• WHAT NEEDS TO BE DONE
Return each record exactly as it appears, so that nothing is dropped or altered.

(Dataset entries)

————

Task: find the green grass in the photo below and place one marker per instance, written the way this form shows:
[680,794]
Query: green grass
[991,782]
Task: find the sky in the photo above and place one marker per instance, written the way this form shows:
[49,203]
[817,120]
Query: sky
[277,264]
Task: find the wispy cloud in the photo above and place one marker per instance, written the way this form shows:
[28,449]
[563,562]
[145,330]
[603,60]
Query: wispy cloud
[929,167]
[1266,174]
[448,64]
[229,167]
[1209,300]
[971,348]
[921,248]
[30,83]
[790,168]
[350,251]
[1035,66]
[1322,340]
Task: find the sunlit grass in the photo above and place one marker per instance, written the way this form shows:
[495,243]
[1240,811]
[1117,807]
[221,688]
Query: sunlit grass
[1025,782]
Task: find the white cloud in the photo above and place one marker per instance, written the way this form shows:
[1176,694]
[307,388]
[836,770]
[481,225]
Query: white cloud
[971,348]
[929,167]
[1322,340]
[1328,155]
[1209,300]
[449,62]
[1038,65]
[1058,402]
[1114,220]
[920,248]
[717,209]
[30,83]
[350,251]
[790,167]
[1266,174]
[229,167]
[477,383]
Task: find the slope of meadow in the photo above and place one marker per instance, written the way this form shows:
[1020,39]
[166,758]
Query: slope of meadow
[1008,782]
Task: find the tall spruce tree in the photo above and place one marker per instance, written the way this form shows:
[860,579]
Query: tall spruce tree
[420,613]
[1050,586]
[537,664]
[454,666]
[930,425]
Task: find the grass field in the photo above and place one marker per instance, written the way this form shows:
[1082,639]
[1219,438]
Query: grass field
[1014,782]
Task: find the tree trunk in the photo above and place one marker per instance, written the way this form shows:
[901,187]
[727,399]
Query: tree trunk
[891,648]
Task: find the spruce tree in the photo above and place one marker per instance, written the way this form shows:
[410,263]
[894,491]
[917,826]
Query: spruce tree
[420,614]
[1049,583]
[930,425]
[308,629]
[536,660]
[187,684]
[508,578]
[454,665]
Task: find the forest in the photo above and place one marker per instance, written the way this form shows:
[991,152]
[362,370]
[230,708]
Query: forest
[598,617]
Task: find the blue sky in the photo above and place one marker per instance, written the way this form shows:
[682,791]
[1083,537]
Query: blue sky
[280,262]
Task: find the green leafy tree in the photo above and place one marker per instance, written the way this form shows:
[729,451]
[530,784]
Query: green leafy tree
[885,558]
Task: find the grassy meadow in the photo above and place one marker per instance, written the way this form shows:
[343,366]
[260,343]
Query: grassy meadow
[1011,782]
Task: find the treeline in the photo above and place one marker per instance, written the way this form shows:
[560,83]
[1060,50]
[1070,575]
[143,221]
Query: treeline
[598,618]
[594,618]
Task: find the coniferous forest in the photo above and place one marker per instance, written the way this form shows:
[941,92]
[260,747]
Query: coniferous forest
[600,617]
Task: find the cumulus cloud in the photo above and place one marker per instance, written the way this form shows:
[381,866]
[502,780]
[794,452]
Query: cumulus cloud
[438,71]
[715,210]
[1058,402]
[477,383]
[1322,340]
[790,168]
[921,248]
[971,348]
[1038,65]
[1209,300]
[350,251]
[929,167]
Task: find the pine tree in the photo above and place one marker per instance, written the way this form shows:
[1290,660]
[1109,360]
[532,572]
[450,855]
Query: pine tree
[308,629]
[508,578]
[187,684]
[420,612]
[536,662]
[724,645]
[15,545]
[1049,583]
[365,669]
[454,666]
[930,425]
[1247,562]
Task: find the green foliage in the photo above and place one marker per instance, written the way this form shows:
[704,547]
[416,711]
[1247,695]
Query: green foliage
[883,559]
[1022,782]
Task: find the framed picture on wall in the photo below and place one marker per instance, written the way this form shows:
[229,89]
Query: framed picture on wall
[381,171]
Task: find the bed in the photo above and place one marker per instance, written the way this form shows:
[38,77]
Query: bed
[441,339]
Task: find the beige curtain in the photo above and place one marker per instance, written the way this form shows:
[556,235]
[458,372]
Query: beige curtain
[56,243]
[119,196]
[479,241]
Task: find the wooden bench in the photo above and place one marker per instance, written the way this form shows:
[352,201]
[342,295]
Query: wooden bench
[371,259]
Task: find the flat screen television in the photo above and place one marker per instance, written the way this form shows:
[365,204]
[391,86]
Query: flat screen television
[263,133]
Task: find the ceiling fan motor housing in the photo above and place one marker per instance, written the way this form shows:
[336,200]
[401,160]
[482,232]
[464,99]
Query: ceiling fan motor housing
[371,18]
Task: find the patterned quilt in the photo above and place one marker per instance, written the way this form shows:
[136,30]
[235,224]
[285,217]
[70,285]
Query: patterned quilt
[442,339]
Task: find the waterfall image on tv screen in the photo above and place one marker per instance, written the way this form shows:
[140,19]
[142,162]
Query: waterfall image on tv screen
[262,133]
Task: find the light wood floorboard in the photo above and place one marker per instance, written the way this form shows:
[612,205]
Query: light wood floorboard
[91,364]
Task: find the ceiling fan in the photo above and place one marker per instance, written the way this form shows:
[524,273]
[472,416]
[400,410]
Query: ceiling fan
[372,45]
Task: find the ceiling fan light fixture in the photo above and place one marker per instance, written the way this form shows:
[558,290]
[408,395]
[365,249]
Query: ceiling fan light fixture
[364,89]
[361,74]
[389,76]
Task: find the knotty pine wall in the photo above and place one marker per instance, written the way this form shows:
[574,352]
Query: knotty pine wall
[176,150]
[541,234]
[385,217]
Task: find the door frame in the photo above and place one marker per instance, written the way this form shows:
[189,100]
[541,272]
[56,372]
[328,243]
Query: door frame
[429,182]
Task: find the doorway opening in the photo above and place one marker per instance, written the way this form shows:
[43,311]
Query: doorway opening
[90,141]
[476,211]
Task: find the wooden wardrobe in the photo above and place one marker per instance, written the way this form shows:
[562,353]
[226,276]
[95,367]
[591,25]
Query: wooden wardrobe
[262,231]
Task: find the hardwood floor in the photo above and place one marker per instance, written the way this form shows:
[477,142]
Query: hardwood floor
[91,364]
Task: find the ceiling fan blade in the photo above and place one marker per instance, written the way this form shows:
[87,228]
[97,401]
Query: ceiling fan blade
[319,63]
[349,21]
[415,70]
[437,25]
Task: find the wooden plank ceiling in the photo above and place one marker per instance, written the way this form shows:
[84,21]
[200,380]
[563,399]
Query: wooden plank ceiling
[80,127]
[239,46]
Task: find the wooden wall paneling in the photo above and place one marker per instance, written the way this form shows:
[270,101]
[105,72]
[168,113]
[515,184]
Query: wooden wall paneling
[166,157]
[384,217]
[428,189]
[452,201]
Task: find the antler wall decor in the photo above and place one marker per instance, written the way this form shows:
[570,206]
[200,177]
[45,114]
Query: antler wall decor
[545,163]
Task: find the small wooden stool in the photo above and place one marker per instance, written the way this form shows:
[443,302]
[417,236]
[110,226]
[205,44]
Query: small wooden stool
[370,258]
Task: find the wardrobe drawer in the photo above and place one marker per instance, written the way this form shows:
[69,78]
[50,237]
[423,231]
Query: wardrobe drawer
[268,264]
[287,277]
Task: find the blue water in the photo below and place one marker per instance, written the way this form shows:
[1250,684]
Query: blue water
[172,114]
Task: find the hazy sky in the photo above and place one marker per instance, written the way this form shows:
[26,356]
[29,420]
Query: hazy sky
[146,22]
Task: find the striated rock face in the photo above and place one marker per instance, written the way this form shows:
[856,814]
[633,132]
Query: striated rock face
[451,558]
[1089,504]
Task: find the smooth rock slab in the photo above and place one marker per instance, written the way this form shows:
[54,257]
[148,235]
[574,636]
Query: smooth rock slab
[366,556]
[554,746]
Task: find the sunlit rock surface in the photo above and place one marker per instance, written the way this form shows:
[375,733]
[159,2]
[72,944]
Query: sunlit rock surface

————

• EXERCISE SOLUTION
Task: find the green grass in the photo below and place one marker per instance, written the way this form shows:
[680,794]
Query: green grass
[991,782]
Task: find the sky in the photo above and place one marker per instance, written the way this form shows:
[49,203]
[817,120]
Query: sky
[277,264]
Task: find the wispy cloud in the photo above and place one marker per instance, written the way this form shows:
[28,449]
[563,562]
[145,330]
[603,60]
Query: wispy cloud
[929,167]
[1266,174]
[448,64]
[229,167]
[1209,300]
[971,348]
[921,248]
[30,83]
[790,168]
[350,251]
[1035,66]
[1322,340]
Task: find the sunlit grass in the photo above and place one marker per instance, written the way this form shows:
[495,243]
[1240,811]
[1117,807]
[221,688]
Query: sunlit grass
[1025,782]
Task: find the white cloud in the photo above and place one marker per instance, written the way this form shows:
[1176,694]
[307,388]
[836,770]
[481,225]
Query: white cloud
[971,348]
[929,167]
[1322,340]
[1328,155]
[1209,300]
[449,62]
[1038,65]
[1058,402]
[1114,220]
[920,248]
[717,209]
[30,83]
[350,251]
[790,167]
[1266,174]
[229,167]
[477,383]
Task: find the slope of meadow in the photo above and place one marker per instance, written the way this form shows:
[1020,39]
[166,758]
Query: slope of meadow
[1008,782]
Task: find the tall spruce tree in the photo above and place one marker per instance, written the way this form shows:
[860,579]
Query: tall spruce tree
[420,613]
[1050,586]
[537,664]
[454,666]
[930,425]
Task: find the grass field in the photo above and place one marker per instance, written the way this form shows:
[1082,639]
[1219,438]
Query: grass field
[1014,782]
Task: find the tree trunk in the photo above and place one marker per instance, written the way this form shows:
[901,187]
[727,399]
Query: tree trunk
[891,648]
Task: find the spruce tree in the photo above and place one marker per instance, written the way this form shows:
[410,263]
[894,491]
[917,826]
Query: spruce tree
[420,614]
[1049,583]
[930,425]
[308,629]
[536,660]
[187,684]
[508,578]
[454,665]
Task: find the forest in the photo above and place one marker per instance, written the way this form shows:
[991,152]
[362,370]
[230,708]
Query: forest
[598,617]
Task: find the blue sky in the photo above and place one marker per instance, written the way this form shows:
[682,791]
[1083,537]
Query: blue sky
[280,262]
Task: find the green leafy tree in the photo above and place one marker per instance, written the way this form shows:
[729,451]
[530,784]
Query: green leafy tree
[885,558]
Task: find the grassy meadow in the photo above and place one marker per instance, written the way this form shows:
[343,366]
[260,343]
Query: grassy meadow
[1011,782]
Task: find the treeline in the photo above and place one marker per instance, written the way this form shows:
[560,83]
[1060,50]
[1070,575]
[143,221]
Query: treeline
[598,618]
[594,618]
Task: find the coniferous forest in the photo above and place one marker per instance, written the way this form shows:
[941,92]
[260,747]
Query: coniferous forest
[600,617]
Task: find the cumulus cloud in the photo above and place one marker per instance, written the way this form shows:
[381,866]
[502,780]
[794,452]
Query: cumulus cloud
[438,71]
[715,210]
[1058,402]
[477,383]
[1322,340]
[790,168]
[921,248]
[971,348]
[1038,65]
[1209,300]
[350,251]
[929,167]
Task: find the pine tree in the photo above and place one marker per instance, written the way this form shows:
[1290,660]
[1109,360]
[532,572]
[450,855]
Query: pine tree
[308,629]
[508,578]
[187,684]
[420,612]
[536,662]
[724,645]
[15,545]
[1049,583]
[365,669]
[454,666]
[930,425]
[1247,562]
Task: find the green foliage in the photo above and place one marker per instance, written the way this form shows:
[704,547]
[416,711]
[1247,695]
Query: green foliage
[883,559]
[1022,782]
Task: find the framed picture on wall in the photo below and place one marker per instance, written the way this form shows:
[229,89]
Query: framed picture on wall
[381,171]
Task: find the bed in the photo above and place one marker per instance, written the way this form shows:
[38,77]
Query: bed
[441,339]
Task: find the beige curtain in the photo above and place one marker per instance, written the way this form shows:
[556,235]
[458,372]
Query: beige curtain
[56,243]
[119,196]
[479,241]
Task: find the wooden bench in the photo above and place one marker per instance, written the way this form shows:
[352,201]
[342,295]
Query: wooden bench
[371,259]
Task: find the flat screen television in the photo above and place one marker per instance, written the way this form shows:
[365,204]
[391,86]
Query: flat screen television
[263,133]
Task: find the ceiling fan motor housing in the photo above and place one marker per instance, written the way this form shows:
[336,200]
[401,160]
[482,232]
[464,99]
Query: ceiling fan motor housing
[371,18]
Task: find the patterned quilt in the photo above and place one marker per instance, written the way this form shows:
[136,30]
[235,224]
[285,217]
[70,285]
Query: patterned quilt
[442,339]
Task: find the waterfall image on tv screen in the photo above and place one marker per instance, written the way this form shows:
[140,19]
[142,162]
Query: waterfall image on tv screen
[262,133]
Task: find the light wood floorboard in the photo above and place one marker per instance, written the way this form shows:
[612,205]
Query: light wood floorboard
[91,364]
Task: find the ceiling fan in the photo above and place one marker per instance, written the way this form shows:
[524,273]
[472,416]
[400,410]
Query: ceiling fan
[372,45]
Task: find the ceiling fan light fixture in the photo above and place one marker per instance, written the way this form shows:
[558,290]
[408,395]
[365,249]
Query: ceiling fan light fixture
[364,89]
[361,74]
[389,76]
Task: find the knotty pine wall in the photo above and place one marker per instance, written the way this form shows:
[574,352]
Query: knotty pine wall
[176,150]
[541,234]
[385,217]
Task: find the door frame in the photo above and place one marker per instance, written the way this form shows:
[189,100]
[541,272]
[56,372]
[328,243]
Query: door frame
[429,182]
Task: find the doorway opening in the photo above and place one marker per instance, written the way this form shows:
[43,311]
Query: doorway opening
[90,141]
[476,211]
Task: find the wooden wardrobe in the photo above and place one marker per instance, written the way this form shows:
[562,353]
[226,276]
[95,367]
[591,25]
Query: wooden wardrobe
[262,231]
Task: find the hardwood floor in the photo above and place one marker per instance, written the way this form shows:
[477,142]
Query: hardwood floor
[91,364]
Task: find the ceiling fan blade in the photo above and place one marker per instance, written the way this form shows:
[87,228]
[97,401]
Query: ceiling fan blade
[319,63]
[349,21]
[415,70]
[437,25]
Task: find the wooden plank ceiling in the photo above and place one marker per instance, written the way this form shows:
[84,21]
[200,380]
[563,399]
Query: wooden plank ceiling
[80,127]
[239,46]
Task: find the wooden wall paneling in the photo above and place one marker per instance, written the way this form shows:
[270,101]
[105,72]
[168,113]
[515,184]
Query: wooden wall paneling
[166,157]
[384,217]
[428,189]
[452,201]
Task: find the antler wall decor in the photo above and place one marker per instance, written the way this form shows:
[570,206]
[200,177]
[45,114]
Query: antler wall decor
[545,163]
Task: find the small wooden stool in the photo above and place one marker per instance, written the way this form shows:
[443,302]
[417,236]
[110,226]
[205,44]
Query: small wooden stool
[370,258]
Task: find the wardrobe drawer in the photo above and place one marker per instance, written the way this form shows:
[69,78]
[50,237]
[423,231]
Query: wardrobe drawer
[268,264]
[287,277]
Task: find the blue water in the photo below and place one marker per instance, written the way this form shows:
[1250,684]
Query: blue water
[172,114]
Task: find the hazy sky in the photo above and place one marker per instance, written the way this form shows:
[26,356]
[29,420]
Query: hazy sky
[146,22]
Task: find the striated rock face in the photo above and place one marker per instance, written the way this form shows:
[856,814]
[633,132]
Query: striated rock face
[451,558]
[1089,504]
Task: find the smooth rock slab in the photo above and place one marker per instance, written the way this form shows:
[54,257]
[148,235]
[574,636]
Query: smooth rock slab
[366,556]
[554,746]
Task: find the sunlit rock surface in the photo above and place one marker per instance, written the way this form shows:
[375,733]
[159,2]
[72,944]
Query: sunlit rock surface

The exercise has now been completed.